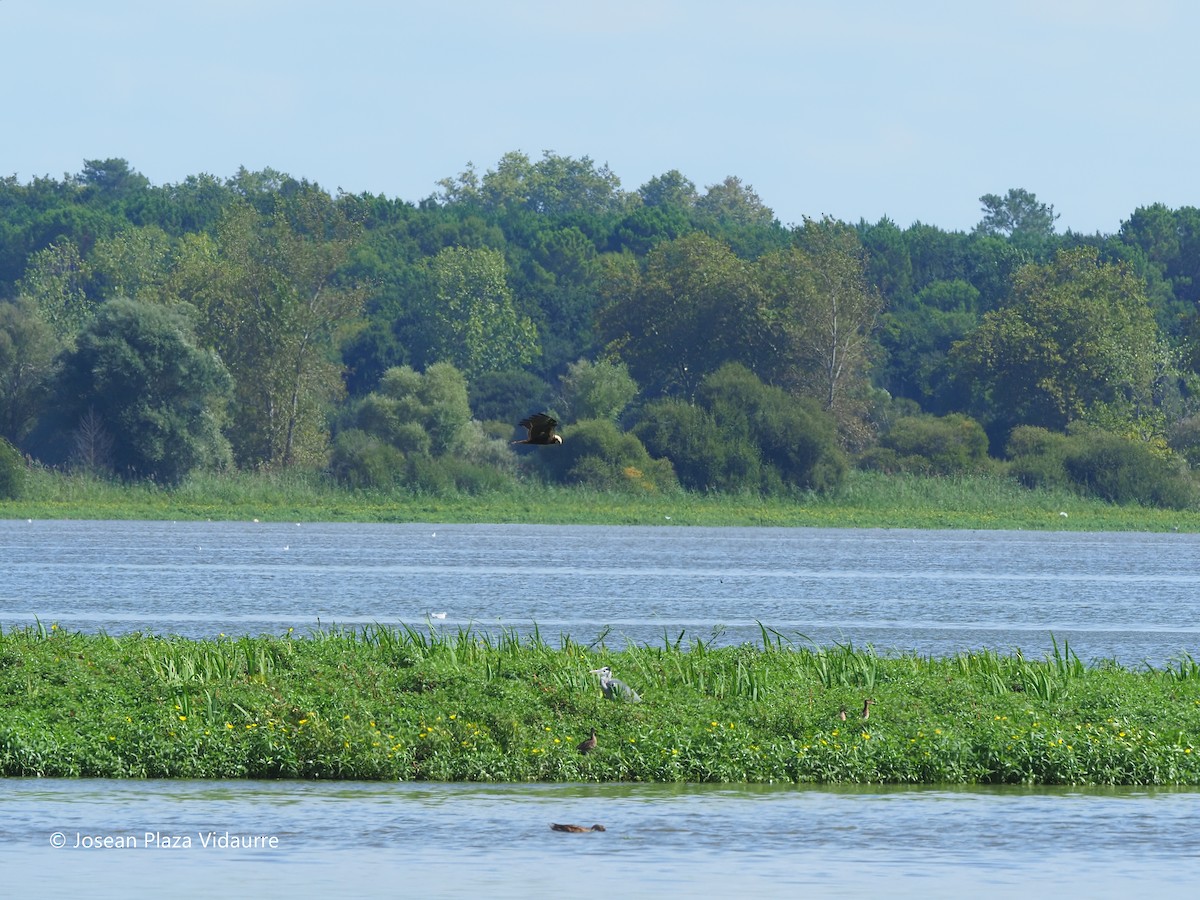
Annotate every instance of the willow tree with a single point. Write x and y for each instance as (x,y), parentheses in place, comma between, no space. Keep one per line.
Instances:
(274,309)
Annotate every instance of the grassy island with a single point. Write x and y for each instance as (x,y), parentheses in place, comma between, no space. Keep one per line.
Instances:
(865,501)
(411,703)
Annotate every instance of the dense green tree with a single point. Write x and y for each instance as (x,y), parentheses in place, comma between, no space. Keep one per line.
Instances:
(823,315)
(469,315)
(160,397)
(1078,342)
(274,307)
(735,203)
(597,390)
(1017,215)
(57,280)
(671,189)
(695,307)
(12,472)
(28,352)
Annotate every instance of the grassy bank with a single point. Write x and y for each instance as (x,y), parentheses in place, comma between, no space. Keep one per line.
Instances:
(405,703)
(868,501)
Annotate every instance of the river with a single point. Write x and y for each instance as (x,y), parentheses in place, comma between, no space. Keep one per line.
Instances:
(1113,597)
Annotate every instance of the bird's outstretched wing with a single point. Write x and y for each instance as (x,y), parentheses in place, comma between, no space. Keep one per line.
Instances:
(540,429)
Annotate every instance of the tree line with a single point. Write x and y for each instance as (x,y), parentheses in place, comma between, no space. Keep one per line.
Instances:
(682,336)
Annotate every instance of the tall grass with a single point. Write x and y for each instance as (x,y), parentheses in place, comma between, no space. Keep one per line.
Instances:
(415,702)
(867,499)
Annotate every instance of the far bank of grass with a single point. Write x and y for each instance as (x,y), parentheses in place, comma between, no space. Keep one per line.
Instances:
(867,501)
(417,705)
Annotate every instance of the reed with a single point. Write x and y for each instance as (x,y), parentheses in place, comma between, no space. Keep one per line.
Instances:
(867,501)
(417,702)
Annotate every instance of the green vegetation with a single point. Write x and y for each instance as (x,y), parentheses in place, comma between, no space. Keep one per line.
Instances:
(681,336)
(867,499)
(407,703)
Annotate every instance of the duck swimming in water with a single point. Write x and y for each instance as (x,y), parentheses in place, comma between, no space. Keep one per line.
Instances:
(588,745)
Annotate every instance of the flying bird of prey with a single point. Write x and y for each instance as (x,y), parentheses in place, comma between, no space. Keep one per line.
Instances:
(540,429)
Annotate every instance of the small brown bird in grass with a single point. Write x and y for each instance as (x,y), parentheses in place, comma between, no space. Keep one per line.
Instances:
(588,745)
(540,430)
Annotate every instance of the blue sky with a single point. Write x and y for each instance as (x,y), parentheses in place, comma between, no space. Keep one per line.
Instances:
(853,109)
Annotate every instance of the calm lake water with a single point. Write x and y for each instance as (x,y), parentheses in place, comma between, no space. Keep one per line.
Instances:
(456,840)
(1125,597)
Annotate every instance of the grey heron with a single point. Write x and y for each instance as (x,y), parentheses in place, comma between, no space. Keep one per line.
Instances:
(615,688)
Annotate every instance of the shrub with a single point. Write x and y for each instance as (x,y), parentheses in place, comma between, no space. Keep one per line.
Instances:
(937,445)
(1123,471)
(1037,457)
(598,454)
(361,460)
(705,456)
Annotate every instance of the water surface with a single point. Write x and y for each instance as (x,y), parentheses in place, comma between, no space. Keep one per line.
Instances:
(455,840)
(1111,595)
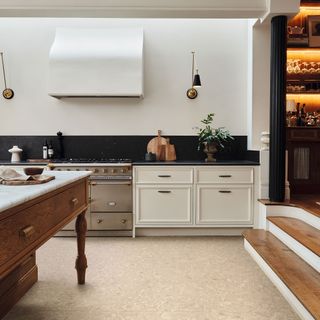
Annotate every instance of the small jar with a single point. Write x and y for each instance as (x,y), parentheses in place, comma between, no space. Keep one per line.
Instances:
(15,154)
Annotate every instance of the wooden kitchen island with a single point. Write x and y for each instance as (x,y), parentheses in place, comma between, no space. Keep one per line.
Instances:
(29,216)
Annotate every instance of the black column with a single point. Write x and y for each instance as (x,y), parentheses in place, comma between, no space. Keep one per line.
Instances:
(277,108)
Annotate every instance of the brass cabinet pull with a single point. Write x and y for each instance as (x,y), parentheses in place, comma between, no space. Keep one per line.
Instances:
(27,232)
(75,201)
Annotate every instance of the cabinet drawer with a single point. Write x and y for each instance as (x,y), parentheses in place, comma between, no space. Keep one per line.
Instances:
(224,175)
(111,221)
(164,175)
(20,230)
(224,205)
(162,205)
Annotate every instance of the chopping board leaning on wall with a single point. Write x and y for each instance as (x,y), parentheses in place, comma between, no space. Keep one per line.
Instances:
(162,148)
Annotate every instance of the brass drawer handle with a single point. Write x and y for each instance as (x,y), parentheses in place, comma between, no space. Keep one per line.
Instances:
(75,201)
(27,232)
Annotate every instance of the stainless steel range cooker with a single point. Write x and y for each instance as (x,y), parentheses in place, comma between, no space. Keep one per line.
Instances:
(110,190)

• **TASK OBJECTIVE**
State how many lines of the records contain the word "brass". Give that number alone.

• **YOUR SOLUTION**
2